CONSEGNA: Prosegui il testo sulla serata a teatro per "Un nemico del popolo" di Ibsen, a partire dalla sua ultima frase.

TESTO DELL'ESERCIZIO:
Sembra una vita fa. Eppure è passato solamente un anno dal quel pomeriggio del 23 gennaio scorso. Del maledetto virus, che sarebbe arrivato da lì a poco a stravolgere le nostre vite non sapevamo ancora nulla. Ero davvero raggiante quel pomeriggio. Andavo a teatro, con un’amica, ‘a fare un pieno di cultura’.
La pièce teatrale, tratta dal dramma di Ibsen ‘Un nemico del popolo’ , si rivelò al di sopra di ogni aspettativa. Non solo per l’intensità della recitazione, per i costumi e le luci, ma per la modernità che trasudava dalle scene messe in atto. Dove potere e corruzione erano fittamente intrecciati nell’eterno conflitto tra bene e male che da sempre attanaglia l’essere umano.
Chissà se lo scrittore norvegese, nel 1882, quando metteva in scena l’opera avrebbe anche lontanamente immaginato che i dubbi di ieri sarebbero stati ancora oggi di una sconvolgente attualità. Vista la corruzione dilagante in ogni settore della nostra società, politica in primis. Avvallata da una rassegnazione dei cittadini che sottostà impotente a ogni tipo di sopruso, di sopraffazione e violazione dei diritti. Che siano pubblici o privati.

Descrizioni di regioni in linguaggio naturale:
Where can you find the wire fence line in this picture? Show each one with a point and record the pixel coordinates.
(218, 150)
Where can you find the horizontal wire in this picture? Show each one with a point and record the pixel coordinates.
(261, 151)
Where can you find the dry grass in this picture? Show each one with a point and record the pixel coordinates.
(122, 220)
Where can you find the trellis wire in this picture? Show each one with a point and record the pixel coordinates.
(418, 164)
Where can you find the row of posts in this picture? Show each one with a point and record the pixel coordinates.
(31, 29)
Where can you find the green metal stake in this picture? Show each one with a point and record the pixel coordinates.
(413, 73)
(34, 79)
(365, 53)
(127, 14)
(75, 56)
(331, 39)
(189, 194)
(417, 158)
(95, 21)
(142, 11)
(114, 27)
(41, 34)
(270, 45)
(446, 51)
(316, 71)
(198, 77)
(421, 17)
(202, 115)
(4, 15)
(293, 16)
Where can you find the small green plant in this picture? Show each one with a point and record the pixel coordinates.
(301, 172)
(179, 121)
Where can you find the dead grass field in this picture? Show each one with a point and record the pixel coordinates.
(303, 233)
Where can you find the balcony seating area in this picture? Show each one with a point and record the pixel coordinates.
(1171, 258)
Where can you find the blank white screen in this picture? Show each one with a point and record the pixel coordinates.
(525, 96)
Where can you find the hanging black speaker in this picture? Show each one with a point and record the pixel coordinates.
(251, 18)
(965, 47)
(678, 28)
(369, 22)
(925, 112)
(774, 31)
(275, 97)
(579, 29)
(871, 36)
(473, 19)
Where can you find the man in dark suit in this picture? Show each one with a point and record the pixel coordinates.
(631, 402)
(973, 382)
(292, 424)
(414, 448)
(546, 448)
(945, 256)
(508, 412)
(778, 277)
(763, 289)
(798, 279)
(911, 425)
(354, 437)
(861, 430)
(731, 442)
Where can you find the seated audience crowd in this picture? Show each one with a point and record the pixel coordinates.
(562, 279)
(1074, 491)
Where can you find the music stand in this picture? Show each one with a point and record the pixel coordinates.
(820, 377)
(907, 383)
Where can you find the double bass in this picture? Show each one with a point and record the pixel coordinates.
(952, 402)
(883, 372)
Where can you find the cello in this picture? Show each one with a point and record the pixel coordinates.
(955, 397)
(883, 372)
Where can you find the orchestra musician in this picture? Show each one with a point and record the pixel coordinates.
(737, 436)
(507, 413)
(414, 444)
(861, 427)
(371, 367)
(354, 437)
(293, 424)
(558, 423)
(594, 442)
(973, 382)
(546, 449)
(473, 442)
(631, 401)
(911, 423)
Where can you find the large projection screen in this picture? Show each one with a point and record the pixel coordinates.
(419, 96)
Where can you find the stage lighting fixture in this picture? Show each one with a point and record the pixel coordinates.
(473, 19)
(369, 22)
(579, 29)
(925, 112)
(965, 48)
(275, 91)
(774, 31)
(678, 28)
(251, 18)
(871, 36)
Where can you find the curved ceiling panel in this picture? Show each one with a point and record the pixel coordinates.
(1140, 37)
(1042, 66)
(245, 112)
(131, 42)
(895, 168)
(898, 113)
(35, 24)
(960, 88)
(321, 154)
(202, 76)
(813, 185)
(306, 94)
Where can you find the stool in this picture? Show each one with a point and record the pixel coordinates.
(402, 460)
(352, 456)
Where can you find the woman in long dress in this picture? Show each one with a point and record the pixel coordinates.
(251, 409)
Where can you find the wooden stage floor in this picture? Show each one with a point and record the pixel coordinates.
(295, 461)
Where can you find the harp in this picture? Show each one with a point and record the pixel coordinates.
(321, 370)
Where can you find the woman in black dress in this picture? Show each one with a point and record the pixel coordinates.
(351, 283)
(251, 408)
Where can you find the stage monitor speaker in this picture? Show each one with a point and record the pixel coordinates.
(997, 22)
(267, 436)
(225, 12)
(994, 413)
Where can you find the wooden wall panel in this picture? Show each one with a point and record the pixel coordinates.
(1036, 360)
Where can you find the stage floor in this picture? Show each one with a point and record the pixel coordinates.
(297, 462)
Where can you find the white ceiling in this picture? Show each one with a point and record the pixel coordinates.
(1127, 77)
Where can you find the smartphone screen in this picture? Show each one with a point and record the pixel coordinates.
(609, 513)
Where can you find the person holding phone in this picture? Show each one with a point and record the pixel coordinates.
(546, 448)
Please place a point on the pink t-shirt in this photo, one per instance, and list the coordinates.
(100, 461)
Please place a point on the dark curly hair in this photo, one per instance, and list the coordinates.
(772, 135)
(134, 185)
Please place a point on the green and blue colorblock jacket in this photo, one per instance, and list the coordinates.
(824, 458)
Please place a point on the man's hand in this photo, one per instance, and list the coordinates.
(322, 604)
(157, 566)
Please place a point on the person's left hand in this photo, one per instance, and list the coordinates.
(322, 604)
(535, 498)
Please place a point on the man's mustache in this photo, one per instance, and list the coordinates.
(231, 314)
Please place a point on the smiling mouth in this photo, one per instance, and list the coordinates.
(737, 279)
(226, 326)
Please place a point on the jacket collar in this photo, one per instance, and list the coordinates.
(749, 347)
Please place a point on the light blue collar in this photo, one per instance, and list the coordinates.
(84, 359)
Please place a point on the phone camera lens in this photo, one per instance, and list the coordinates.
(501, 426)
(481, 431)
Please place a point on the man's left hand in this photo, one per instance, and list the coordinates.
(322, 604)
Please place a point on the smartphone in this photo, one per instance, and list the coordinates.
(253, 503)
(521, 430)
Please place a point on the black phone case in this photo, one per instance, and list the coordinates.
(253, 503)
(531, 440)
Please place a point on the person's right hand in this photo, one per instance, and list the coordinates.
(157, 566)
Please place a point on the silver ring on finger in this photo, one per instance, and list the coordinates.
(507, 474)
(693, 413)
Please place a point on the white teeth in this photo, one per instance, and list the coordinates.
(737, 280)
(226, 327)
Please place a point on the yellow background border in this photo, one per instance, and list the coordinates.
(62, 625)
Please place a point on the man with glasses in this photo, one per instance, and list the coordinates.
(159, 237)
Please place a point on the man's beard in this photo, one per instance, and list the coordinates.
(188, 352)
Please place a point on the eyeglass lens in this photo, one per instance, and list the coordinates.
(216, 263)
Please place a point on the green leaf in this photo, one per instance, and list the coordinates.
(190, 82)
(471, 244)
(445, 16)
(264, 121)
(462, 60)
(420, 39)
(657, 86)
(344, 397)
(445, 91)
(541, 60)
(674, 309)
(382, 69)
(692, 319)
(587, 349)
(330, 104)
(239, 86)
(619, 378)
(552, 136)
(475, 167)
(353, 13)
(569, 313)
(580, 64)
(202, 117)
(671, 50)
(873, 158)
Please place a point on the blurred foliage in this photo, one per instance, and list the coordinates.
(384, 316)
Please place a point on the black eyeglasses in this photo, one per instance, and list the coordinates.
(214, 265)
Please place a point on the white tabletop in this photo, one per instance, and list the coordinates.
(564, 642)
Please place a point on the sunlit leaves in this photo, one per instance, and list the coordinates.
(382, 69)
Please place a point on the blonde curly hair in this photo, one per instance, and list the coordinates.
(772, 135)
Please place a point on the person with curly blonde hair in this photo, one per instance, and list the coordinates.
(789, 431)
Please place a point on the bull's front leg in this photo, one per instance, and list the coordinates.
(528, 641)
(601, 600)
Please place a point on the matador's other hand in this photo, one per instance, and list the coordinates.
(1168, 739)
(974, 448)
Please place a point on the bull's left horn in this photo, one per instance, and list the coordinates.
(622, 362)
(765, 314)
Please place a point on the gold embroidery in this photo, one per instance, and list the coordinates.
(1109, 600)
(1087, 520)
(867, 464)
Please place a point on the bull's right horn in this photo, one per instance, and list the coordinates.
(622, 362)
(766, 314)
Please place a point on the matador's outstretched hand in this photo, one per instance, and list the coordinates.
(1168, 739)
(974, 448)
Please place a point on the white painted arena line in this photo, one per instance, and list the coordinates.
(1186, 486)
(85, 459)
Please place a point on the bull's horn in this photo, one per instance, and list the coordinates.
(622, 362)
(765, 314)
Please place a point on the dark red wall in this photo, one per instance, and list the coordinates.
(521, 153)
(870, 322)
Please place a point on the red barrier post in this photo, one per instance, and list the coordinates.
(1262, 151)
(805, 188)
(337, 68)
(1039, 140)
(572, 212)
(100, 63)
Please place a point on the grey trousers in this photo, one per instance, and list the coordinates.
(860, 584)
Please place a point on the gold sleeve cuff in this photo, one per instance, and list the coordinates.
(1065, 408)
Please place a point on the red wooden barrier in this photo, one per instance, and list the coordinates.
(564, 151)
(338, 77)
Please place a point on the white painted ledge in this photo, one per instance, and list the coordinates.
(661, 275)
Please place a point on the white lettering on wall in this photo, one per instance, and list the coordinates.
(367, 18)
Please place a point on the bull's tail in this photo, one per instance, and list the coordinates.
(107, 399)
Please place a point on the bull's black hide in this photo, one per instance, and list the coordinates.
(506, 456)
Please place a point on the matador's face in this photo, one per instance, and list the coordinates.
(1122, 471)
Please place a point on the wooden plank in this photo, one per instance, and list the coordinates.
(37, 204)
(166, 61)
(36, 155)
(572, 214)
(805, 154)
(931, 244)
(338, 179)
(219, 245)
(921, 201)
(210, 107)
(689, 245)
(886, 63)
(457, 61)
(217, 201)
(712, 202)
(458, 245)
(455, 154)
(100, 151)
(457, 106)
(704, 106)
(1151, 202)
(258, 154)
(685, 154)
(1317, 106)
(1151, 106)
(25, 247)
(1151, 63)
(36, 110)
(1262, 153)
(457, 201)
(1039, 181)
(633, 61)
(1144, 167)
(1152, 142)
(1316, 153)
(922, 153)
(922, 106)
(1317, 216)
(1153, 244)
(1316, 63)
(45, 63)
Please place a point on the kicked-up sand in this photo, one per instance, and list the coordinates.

RISPOSTA:
La vicenda racconta la storia di due fratelli. Che hanno due visioni opposte della realtà. E naturalmente dell’etica da seguire. Dove nell’una prevale la ricerca della verità, nell’altra l’intrigo per la convenienza personale.
Uno fa il medico, l’altro il sindaco di una cittadina che economicamente si regge grazie agli introiti delle acque termali. Acque che però dopo accurate analisi risultano inquinate da batteri nocivi alla salute della collettività. Il dottore non ha dubbi: denunciare il fatto è sinonimo di etica e responsabilità. La verità prima di tutto. Per tutelare l’interesse pubblico.
Il sindaco però, dopo averne preso atto dichiara inammissibile la scoperta del fratello medico e, in nome di un ipotetico ‘benessere collettivo’, si attiva per insabbiare qualunque notizia a riguardo. Le conseguenze sarebbero devastanti. Gli azionisti coinvolti, la stessa classe politica e la media borghesia da una tale rivelazione ne uscirebbero, come si suol dire, con le pezze al sedere.
Il ‘popolo’, come sempre o quasi accade, è soggiogato da quella ‘maggioranza’ che conta, mentre lui, il dottore con la sua verità viene additato come un nemico, anzi ‘il nemico’. Da tenere a debita distanza. In perfetta e totale solitudine.
Potere, corruzione, conflitto politico e morale, oggi come e più di ieri. Tutto questo e molto altro ancora nel dramma di Ibsen.
Un ricordo riaffiorato oggi, con la speranza e l’auspicio che i teatri ritrovino il loro splendore e ci consentano di farci fare quanto prima nuovamente quel ‘pieno di cultura’ che ci manca davvero tanto.